=== DATA SUPPLIED ===

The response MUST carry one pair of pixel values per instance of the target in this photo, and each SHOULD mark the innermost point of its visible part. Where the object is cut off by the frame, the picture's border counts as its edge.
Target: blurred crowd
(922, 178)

===
=== DATA SUPPLIED ===

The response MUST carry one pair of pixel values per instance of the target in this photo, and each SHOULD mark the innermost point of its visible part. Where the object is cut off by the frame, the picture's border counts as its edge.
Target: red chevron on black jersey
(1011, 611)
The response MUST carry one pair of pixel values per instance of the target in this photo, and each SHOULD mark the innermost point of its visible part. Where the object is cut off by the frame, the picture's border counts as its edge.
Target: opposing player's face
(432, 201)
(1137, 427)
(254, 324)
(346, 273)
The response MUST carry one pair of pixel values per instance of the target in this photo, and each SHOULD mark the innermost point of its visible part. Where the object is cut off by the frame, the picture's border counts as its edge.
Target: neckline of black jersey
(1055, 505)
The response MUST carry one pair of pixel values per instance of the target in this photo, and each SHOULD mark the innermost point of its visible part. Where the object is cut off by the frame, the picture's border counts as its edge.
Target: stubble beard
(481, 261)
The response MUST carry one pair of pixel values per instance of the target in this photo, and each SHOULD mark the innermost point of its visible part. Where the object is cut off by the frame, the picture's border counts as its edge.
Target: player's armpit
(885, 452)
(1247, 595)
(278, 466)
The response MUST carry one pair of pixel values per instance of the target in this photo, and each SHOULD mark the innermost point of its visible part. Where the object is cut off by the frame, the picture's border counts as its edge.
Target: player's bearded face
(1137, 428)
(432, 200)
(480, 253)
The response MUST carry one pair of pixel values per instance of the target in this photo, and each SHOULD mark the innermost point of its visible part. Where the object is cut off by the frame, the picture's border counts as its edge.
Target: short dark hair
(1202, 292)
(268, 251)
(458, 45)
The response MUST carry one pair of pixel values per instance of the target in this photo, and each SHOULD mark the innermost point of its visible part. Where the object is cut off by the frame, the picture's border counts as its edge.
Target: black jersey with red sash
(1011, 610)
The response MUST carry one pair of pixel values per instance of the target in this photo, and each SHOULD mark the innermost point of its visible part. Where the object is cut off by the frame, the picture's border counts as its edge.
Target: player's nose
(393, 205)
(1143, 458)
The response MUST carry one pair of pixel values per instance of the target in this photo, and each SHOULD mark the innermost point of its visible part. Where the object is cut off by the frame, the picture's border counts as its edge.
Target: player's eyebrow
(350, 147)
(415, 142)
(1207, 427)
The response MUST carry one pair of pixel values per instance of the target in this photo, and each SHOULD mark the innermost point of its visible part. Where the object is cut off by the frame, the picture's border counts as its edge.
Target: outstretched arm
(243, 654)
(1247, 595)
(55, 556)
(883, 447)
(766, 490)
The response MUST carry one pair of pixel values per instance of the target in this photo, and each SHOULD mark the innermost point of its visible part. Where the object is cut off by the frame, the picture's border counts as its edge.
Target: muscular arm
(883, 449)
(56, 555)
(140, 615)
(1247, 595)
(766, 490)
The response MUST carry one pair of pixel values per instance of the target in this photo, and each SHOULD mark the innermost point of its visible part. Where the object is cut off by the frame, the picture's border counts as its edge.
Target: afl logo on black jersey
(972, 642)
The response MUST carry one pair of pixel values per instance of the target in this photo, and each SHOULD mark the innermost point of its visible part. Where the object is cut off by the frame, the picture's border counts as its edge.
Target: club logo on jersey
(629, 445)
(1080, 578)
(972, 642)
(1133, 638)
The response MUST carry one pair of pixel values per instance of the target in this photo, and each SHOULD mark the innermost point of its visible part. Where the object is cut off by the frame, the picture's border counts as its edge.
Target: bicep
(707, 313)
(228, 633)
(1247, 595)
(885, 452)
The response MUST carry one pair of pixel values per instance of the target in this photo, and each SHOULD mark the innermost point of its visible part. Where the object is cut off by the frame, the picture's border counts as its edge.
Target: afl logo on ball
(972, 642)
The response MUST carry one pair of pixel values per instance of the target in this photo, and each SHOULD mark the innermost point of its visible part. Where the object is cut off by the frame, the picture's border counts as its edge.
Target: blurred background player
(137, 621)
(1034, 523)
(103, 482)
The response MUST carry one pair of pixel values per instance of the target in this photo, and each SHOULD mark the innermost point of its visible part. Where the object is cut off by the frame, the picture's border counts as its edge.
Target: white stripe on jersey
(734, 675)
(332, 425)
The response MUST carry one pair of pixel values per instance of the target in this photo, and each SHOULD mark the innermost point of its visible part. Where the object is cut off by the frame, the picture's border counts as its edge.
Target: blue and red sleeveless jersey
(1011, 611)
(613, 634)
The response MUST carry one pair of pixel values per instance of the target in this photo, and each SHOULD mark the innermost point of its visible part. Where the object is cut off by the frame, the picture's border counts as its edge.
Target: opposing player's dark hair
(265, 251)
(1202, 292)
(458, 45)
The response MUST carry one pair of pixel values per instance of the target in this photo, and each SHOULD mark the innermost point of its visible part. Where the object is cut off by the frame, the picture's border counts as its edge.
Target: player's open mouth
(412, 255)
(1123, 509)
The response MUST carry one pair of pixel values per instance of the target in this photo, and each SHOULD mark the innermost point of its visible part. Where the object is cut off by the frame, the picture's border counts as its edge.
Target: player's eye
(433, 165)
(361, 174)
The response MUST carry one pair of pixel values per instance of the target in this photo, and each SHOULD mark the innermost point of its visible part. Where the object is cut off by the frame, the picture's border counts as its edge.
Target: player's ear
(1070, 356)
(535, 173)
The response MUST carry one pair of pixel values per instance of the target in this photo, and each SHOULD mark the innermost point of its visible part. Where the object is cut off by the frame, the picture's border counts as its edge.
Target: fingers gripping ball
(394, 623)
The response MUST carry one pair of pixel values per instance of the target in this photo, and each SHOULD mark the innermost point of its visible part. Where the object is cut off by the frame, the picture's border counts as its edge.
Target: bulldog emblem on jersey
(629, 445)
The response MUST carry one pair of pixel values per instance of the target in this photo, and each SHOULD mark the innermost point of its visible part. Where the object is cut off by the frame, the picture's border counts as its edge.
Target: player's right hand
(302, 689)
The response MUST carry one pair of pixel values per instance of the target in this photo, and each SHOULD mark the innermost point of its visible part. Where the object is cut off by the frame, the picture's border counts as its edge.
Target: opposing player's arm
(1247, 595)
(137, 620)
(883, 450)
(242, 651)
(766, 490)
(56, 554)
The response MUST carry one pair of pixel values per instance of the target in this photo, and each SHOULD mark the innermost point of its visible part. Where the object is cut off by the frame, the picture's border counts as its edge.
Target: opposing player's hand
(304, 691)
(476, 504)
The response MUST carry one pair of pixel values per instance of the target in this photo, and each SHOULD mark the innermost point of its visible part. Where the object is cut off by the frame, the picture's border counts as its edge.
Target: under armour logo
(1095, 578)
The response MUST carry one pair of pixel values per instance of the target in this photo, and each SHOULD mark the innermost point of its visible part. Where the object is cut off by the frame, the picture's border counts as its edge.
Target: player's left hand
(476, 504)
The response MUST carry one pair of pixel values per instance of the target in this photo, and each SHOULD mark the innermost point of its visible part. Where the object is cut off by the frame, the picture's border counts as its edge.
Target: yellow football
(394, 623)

===

-- PROBLEM --
Pull out every line in the records above that contains the word "dark".

-- EXERCISE SOLUTION --
Target: short dark hair
Target: opposing player's dark hair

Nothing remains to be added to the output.